-- Start Material for the task --

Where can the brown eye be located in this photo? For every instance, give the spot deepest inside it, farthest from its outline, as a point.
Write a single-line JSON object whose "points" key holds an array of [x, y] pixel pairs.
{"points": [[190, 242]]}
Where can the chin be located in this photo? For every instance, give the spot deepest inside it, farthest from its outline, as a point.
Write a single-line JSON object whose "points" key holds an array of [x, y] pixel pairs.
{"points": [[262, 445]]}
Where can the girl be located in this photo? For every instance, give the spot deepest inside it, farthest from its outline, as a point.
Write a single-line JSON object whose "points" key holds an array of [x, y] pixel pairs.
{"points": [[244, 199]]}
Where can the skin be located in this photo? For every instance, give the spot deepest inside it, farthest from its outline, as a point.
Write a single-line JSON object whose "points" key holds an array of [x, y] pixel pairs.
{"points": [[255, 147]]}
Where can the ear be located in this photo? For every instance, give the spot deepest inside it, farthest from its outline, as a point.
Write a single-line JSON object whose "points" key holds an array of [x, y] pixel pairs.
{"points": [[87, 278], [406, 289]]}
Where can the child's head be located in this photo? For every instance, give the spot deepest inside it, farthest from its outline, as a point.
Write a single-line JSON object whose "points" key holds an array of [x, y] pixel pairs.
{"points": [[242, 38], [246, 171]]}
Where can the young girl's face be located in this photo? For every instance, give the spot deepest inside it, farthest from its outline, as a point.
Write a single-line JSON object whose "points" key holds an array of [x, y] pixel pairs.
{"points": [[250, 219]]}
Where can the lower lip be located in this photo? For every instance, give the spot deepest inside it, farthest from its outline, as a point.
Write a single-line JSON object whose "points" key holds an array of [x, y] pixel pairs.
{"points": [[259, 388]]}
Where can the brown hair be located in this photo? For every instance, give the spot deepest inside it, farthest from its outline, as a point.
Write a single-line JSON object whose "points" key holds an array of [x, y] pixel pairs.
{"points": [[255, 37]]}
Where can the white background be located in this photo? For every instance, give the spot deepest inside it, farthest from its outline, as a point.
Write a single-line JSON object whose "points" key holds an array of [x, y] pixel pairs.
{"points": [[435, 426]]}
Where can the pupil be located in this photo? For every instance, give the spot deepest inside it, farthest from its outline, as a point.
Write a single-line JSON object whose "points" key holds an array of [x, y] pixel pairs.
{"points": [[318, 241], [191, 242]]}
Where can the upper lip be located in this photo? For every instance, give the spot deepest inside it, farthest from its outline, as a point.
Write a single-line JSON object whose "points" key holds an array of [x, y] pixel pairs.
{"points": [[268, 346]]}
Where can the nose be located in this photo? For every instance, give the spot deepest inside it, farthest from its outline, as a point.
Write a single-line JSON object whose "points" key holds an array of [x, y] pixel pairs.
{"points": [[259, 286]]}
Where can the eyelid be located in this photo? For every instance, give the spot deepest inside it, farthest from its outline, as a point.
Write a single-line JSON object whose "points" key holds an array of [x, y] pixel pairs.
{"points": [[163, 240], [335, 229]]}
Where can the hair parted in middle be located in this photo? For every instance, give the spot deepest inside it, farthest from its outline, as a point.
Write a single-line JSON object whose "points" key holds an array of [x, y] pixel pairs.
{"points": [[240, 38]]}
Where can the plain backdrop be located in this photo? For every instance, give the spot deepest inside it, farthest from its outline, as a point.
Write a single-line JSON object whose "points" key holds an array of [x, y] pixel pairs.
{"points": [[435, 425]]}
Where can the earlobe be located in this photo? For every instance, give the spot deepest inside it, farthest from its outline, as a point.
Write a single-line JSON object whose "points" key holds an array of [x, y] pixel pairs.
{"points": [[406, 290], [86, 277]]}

-- End Material for the task --

**Request:** Output the listing above as a Markdown table with two columns, Row and Text. Put a running line number in Row and the line itself in Text, and skip any blank lines.

**Complete response:**
| Row | Text |
|---|---|
| 1 | Where can the brown eye be located in this photo? For every instance, give the spot deepest inside it, farthest from its outline, as a point. |
| 2 | Write a single-line JSON object whose "points" key holds an array of [x, y] pixel pairs. |
| 3 | {"points": [[190, 242]]} |
| 4 | Where can the chin be located in this photo? For every instance, give the spot deepest inside it, farthest from its outline, as a point. |
| 5 | Write a single-line JSON object whose "points" key holds an array of [x, y] pixel pairs. |
| 6 | {"points": [[262, 445]]} |
| 7 | Where can the girl be located in this photo? For every instance, give the spot deepest inside it, farthest from its outline, as a point. |
| 8 | Write a single-line JSON object whose "points" key holds an array of [x, y] pixel pairs. |
| 9 | {"points": [[244, 199]]} |
| 10 | Where can the skin be located in this photo? For every instance, give the spot deepest inside it, farthest from its outline, as a point. |
| 11 | Write a single-line JSON object whose "points" key holds an array of [x, y] pixel pairs. |
| 12 | {"points": [[255, 147]]} |
| 13 | Where can the ear be located in this photo? For every instance, give the spot deepest inside it, farthest from its outline, as a point. |
| 14 | Write a single-line JSON object whose "points" key holds an array of [x, y] pixel pairs. |
| 15 | {"points": [[87, 278], [406, 289]]} |
| 16 | Where can the child's head be located in this photo? For every instance, give the spot deepest inside it, farthest from its outline, as a point. |
| 17 | Write a single-line JSON object whose "points" key holds an array of [x, y] pixel pairs. |
| 18 | {"points": [[242, 38], [246, 171]]} |
| 19 | Where can the young girl's face be located in this photo? For every instance, give the spot deepest inside it, farthest from its outline, as a point. |
| 20 | Write a single-line JSON object whose "points" key holds an array of [x, y] pixel pairs. |
| 21 | {"points": [[250, 219]]} |
| 22 | Where can the lower lip be located in this photo? For every instance, give the spot deepest inside it, farthest from its outline, as a point. |
| 23 | Write a single-line JSON object whose "points" key holds an array of [x, y] pixel pairs. |
| 24 | {"points": [[259, 388]]} |
| 25 | Where can the brown hair be located in this photo? For every instance, give the spot deepest inside it, farthest from its outline, as a point. |
| 26 | Write a single-line JSON object whose "points" key holds an array of [x, y] pixel pairs. |
| 27 | {"points": [[255, 37]]} |
| 28 | Where can the white background be located in this photo? For every instance, give the spot deepest inside it, farthest from its outline, as a point. |
| 29 | Write a single-line JSON object whose "points" key holds an array of [x, y] pixel pairs. |
| 30 | {"points": [[435, 426]]} |
| 31 | Where can the pupil be located in this photo? For every instance, give the spot deepest inside it, farthest from its outline, as a point. |
| 32 | Write a single-line JSON object whose "points" key holds an array of [x, y] pixel pairs. |
| 33 | {"points": [[318, 241], [191, 242]]} |
| 34 | Where can the upper lip be located in this photo? For every instance, give the spot deepest inside it, farthest from its outline, as a point. |
| 35 | Write a single-line JSON object whose "points" key holds an array of [x, y] pixel pairs. |
| 36 | {"points": [[268, 346]]} |
| 37 | Where can the nose be located in this photo? For every instance, give the spot deepest inside it, farthest from its outline, as a point. |
| 38 | Write a single-line JSON object whose "points" key holds an array of [x, y] pixel pairs. |
| 39 | {"points": [[259, 286]]} |
| 40 | Where can the eyelid be located in this photo? For every instance, give the spot deepest inside it, farthest from its outline, as a point. |
| 41 | Write a single-line JSON object whose "points" key holds an array of [x, y] pixel pairs. |
| 42 | {"points": [[163, 240], [335, 229]]} |
| 43 | Where can the hair parted in middle be located in this photo? For every instance, give the spot deepest inside it, farthest from its outline, as a point. |
| 44 | Write a single-line JSON object whose "points" key holds an array of [x, y] pixel pairs. |
| 45 | {"points": [[240, 38]]} |
| 46 | Where can the plain backdrop be located in this photo? For every instance, give the spot deepest inside it, farthest from its outline, as a point. |
| 47 | Write a single-line JSON object whose "points" key holds an array of [x, y] pixel pairs. |
| 48 | {"points": [[435, 425]]} |
| 49 | Where can the earlobe be located in this photo? For every instance, give the spot deepest inside it, farthest from its outline, as a point. |
| 50 | Write a single-line JSON object whose "points" key holds an array of [x, y] pixel pairs. |
| 51 | {"points": [[406, 290], [86, 277]]} |